STATED EXERCISE: Return the items below word for word, from their first line up to and including the line that contains "139L72 141L73 142L73". Leave the pictures out of your answer.

DATASET RECORDS:
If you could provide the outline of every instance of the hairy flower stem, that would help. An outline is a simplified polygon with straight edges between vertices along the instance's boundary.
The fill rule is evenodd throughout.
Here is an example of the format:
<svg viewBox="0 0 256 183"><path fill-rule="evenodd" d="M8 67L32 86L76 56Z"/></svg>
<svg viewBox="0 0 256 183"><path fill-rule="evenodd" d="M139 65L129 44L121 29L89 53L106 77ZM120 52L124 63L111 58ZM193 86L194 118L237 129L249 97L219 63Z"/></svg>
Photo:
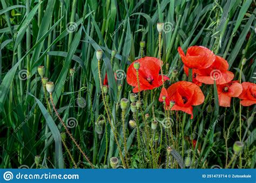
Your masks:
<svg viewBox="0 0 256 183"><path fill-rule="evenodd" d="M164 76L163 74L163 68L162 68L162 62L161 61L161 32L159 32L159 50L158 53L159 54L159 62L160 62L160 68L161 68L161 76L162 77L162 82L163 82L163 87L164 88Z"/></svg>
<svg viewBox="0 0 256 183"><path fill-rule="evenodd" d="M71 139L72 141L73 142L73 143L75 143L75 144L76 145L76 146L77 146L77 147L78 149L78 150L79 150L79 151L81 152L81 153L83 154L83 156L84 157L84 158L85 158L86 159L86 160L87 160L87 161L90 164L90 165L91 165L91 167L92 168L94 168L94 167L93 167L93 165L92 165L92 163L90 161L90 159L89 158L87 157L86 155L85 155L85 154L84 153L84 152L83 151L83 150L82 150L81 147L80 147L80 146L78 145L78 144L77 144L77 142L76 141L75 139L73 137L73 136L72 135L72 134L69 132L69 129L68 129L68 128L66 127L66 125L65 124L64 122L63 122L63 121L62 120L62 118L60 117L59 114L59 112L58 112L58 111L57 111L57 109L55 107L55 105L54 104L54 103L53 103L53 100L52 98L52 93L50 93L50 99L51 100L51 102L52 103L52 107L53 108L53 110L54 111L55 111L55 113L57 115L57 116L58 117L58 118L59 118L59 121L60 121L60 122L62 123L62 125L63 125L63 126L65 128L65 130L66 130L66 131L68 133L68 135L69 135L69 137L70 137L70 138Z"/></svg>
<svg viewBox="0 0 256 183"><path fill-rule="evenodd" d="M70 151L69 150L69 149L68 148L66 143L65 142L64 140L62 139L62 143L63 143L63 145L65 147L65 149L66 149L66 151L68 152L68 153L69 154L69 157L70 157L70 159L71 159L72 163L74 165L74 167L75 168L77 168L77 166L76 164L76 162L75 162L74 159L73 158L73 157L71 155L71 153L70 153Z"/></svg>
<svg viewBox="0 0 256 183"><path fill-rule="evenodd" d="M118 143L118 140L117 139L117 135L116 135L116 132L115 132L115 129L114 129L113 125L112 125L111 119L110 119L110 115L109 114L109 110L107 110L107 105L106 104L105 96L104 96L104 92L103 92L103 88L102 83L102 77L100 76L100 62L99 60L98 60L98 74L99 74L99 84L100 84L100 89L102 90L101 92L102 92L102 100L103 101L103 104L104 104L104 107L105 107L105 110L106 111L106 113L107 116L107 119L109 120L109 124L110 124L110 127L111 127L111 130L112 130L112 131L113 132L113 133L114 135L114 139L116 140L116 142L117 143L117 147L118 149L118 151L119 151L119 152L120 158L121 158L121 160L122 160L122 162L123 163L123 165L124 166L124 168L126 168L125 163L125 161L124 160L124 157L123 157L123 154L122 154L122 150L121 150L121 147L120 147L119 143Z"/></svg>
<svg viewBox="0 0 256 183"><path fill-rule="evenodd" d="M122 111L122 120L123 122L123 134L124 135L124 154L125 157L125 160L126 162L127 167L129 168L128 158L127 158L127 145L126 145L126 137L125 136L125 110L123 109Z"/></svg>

ANSWER:
If you could provide the outline of every instance of the hairy flower stem, that would help. An outline is a simplified polygon with straight edges between vertices along the instance's boundary.
The fill rule is evenodd throughout.
Here is an example of the format:
<svg viewBox="0 0 256 183"><path fill-rule="evenodd" d="M8 67L32 86L76 56Z"/></svg>
<svg viewBox="0 0 256 183"><path fill-rule="evenodd" d="M139 65L129 44L121 29L89 53L106 77ZM120 52L124 63L111 58ZM193 86L194 118L237 129L249 97L219 63Z"/></svg>
Photo:
Your masks:
<svg viewBox="0 0 256 183"><path fill-rule="evenodd" d="M164 76L163 74L163 68L162 68L162 62L161 61L161 32L159 32L159 50L158 53L159 54L159 62L160 62L160 68L161 68L161 76L162 77L162 82L163 82L163 87L164 88Z"/></svg>
<svg viewBox="0 0 256 183"><path fill-rule="evenodd" d="M71 139L72 141L73 142L73 143L75 143L75 144L76 145L76 146L77 146L77 147L78 149L78 150L79 150L79 151L81 152L81 153L83 154L83 156L84 157L84 158L85 158L86 159L86 160L87 160L87 161L90 164L90 165L91 165L91 167L92 168L94 168L94 167L93 167L93 165L92 165L92 163L90 161L90 159L89 158L87 157L86 155L85 155L85 154L84 153L84 152L83 151L83 150L82 150L81 147L80 147L80 146L78 145L78 144L77 144L77 142L76 141L75 139L73 137L73 136L72 135L72 134L69 132L69 129L68 129L68 128L66 127L66 125L65 124L64 122L63 122L63 121L62 120L62 118L60 117L59 114L59 112L58 112L58 111L57 111L57 109L55 107L55 105L54 104L54 103L53 103L53 100L52 98L52 93L50 93L50 99L51 100L51 102L52 103L52 107L53 108L53 110L54 111L55 111L55 113L57 115L57 116L58 117L58 118L59 118L59 121L60 121L60 122L62 123L62 125L63 125L63 126L65 128L65 130L66 130L66 131L68 133L68 135L69 135L69 137L70 137L70 138Z"/></svg>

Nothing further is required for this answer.